= Da fare =
Riprendi il testo su adolescenti, mondo adulto e difesa della 194, proseguendolo subito dopo la sua ultima frase.

= Brano estratto =
-*-
Sembrava posseduta e mi ha fatto molta pena.
Per evidenziare la differenza tra la sua virtù e la miserabile lussuria delle comuni adolescenti utilizzava parole come Peccato, Odio, Uccidere.
Ho rivisto le streghe al rogo, e in quella ragazza ho visto sì giovinezza ma non certo felicità; chi è sereno non sente il bisogno di scagliare pietre.
Io li vedo gli adolescenti e le adolescenti nelle scuole.
Sono disinformati, sono confusi a volte, ma sono anche forti e avidi di parole come Amore, speranza, gioia.
Di fronte ai temi della libertà e del rispetto dell’altro il problema non sono gli/le adolescenti ma il mondo degli adulti, a cui io appartengo.
Riprendiamoci con loro l’ABC della felicità, che è fatto di parole come rispetto, libertà, vita.
Sono queste le parole che hanno ispirato la 194 e per questo dovremmo difenderla tutte e tutti, perché le donne non sono un’entità lontana dai maschi, sono compagne, figlie, madri e sorelle e il loro dolore ricade su tutti.
-*-
= Voci fornite =
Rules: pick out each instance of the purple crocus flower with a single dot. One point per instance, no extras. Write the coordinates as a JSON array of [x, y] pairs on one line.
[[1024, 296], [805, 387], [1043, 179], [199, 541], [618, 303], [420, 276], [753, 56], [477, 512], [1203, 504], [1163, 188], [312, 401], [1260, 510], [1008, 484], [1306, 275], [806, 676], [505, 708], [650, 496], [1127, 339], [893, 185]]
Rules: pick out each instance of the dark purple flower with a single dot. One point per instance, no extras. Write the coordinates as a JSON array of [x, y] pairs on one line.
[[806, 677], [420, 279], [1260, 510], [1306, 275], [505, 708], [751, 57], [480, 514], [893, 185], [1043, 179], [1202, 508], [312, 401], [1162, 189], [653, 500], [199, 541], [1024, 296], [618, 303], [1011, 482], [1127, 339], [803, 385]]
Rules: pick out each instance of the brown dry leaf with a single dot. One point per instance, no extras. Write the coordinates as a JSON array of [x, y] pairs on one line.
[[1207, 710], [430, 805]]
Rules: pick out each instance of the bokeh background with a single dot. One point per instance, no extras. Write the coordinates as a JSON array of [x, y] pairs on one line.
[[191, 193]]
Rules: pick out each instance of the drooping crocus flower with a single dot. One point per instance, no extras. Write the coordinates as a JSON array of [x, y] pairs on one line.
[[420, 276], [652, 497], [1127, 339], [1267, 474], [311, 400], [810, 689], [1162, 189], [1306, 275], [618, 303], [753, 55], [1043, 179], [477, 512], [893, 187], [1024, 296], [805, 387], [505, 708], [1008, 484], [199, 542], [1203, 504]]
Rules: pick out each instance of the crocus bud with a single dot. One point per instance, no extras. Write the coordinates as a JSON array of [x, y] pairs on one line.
-*-
= Risposta esercizio =
Io mi vergogno quando ascolto la storia di una donna che viene lasciata oggi, nel 2014, in un ospedale italiano, ad abortire da sola in un bagno perché in quel momento il personale presente è tutto obiettore. Ne conosciamo una che ha avuto il coraggio di denunciare ma quante vengono umiliate e giudicate ogni giorno?
Uno slogan dice Giù le mani dalla 194. Vuol dire giù le mani dal corpo delle donne, giù le mani da me.
Non sono un contenitore a disposizione, ad uso riproduttivo. Sono una persona.
E oggi una ministra ci parla di piano nazionale di fertilità, e ci fa orrore. Nessun piano sui nostri corpi. Vogliamo piani d’azione che ci sgravino dal carico di lavoro di cura della casa, dei figli e degli anziani, tutto sulle nostre spalle. Dateci respiro, garantiteci un lavoro e faremo più figli, senza bisogno di piani di fertilità.
Fino al 1996 in Italia uno strupro era un reato contro la morale pubblica, non contro la persona, non contro la donna. Ma il corpo della donna in uno stupro viene prima di tutto, oggi ci sembra ovvio ma solo vent’anni fa non lo era.
Il nostro paese ha fatto tanti passi avanti nel rispetto dei diritti umani, molti grazie alle donne, e la storia ci insegna quanto sia facile tornare indietro.
I diritti umani si costruiscono giorno per giorno e passano anche attraverso il rispetto di una legge come la 194.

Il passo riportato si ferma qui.